SET PROBLEM: Retype the data below word for word, omitting the pictures.

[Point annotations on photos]
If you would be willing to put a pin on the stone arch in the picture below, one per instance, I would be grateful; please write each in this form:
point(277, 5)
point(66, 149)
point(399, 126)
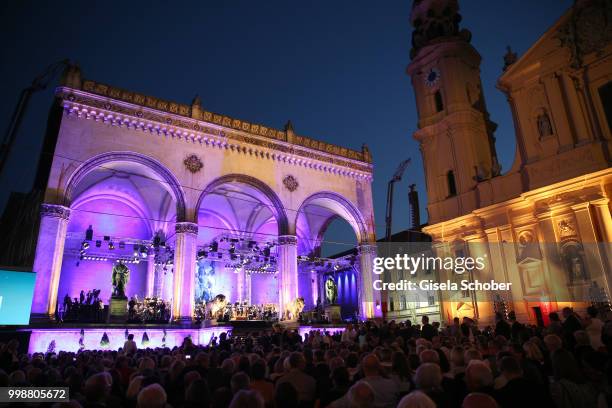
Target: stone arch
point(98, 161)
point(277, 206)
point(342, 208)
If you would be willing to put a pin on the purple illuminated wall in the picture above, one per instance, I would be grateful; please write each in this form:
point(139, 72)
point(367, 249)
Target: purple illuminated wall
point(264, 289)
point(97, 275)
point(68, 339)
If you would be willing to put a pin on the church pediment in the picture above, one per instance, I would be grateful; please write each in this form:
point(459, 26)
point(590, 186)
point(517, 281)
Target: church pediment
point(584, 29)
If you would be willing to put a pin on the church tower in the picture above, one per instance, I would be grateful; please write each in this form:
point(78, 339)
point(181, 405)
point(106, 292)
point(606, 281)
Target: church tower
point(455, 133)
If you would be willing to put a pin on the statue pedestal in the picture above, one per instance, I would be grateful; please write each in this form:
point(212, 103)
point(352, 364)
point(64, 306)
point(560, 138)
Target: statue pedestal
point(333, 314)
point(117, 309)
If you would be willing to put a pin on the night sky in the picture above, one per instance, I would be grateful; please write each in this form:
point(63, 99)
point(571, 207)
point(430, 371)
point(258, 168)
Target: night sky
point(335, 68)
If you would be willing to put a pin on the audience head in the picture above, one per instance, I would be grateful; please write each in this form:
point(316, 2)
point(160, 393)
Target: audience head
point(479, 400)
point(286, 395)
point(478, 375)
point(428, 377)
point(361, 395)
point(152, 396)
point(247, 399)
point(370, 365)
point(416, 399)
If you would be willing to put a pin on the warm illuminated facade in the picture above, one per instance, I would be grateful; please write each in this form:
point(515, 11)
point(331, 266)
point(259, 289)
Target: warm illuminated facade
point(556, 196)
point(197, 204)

RESULT OF THE TASK:
If you would be willing to put a pin on the stone arch in the picture below, one per instance, I would be grateful; please write each in this form:
point(277, 5)
point(66, 149)
point(399, 126)
Target: stone arch
point(98, 161)
point(277, 206)
point(342, 208)
If you would be willing to put a pin on the purple illuminated wall in the picture above, one per instance, I would be grateful; please write each in this form:
point(139, 72)
point(367, 249)
Target: purple illuminated wall
point(264, 289)
point(97, 275)
point(68, 339)
If you would be willing to put a pin on the church pediment in the picture above, one per instance, I would be grateful; please write each in this form:
point(459, 26)
point(590, 186)
point(517, 281)
Target: church pediment
point(584, 29)
If you would be willing to put a pin on the church tower in the picture above, one per instance, I would be grateful; please write each in this form:
point(78, 339)
point(181, 405)
point(106, 292)
point(606, 281)
Target: church tower
point(455, 133)
If you would be willing to put a pin on the statue pedestal in the picture above, one per instance, I would be grateful; please write each in this form:
point(212, 103)
point(352, 364)
point(64, 306)
point(560, 138)
Target: statue pedestal
point(333, 314)
point(117, 309)
If you would be willing to put a pin on the night sky in the picture above, one per instance, I would be grateful; please write each in this form:
point(63, 99)
point(571, 207)
point(430, 371)
point(258, 168)
Target: night sky
point(335, 68)
If you would be willing to put a pin on the audience head in the picture above, one per instance, I would be grateful; please write each in this form:
point(316, 2)
point(160, 393)
Target: audience head
point(479, 400)
point(286, 395)
point(478, 375)
point(428, 377)
point(361, 395)
point(152, 396)
point(247, 399)
point(370, 365)
point(416, 399)
If you would be willing to put a pin on the warm illuminated facade in the picture above, one per instance, I would be grateful; please write each in this form:
point(515, 11)
point(331, 266)
point(259, 289)
Target: warm illuminated facade
point(556, 196)
point(197, 204)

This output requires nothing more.